== Aim ==
Starting at the line with "Request = tag one keypoint per instance of the electrical" in it, reproduce each line below through the last one, exactly, and include nothing else.

◇ ◇ ◇

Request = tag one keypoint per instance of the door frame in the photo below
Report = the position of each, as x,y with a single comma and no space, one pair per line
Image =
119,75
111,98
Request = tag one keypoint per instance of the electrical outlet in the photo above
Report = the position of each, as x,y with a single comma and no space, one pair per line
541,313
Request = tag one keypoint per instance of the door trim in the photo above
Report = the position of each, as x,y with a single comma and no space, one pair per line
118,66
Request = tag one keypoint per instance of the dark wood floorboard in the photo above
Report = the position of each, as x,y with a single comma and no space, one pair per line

◇ ◇ ◇

== The result ==
Request = tag one keypoint per instance of the electrical outlet in the photo above
Report = the position of each, as x,y with a single comma and no space, one pair per line
541,313
Request = tag one keypoint per instance of the door trim in the photo above
Report = the position of each, as x,y with a single comma and no space, one pair per line
118,66
Request = tag one keypoint per instance of the dark wood floorboard in the photo above
Report = the position of each, as x,y with a single comma and no space, one pair per line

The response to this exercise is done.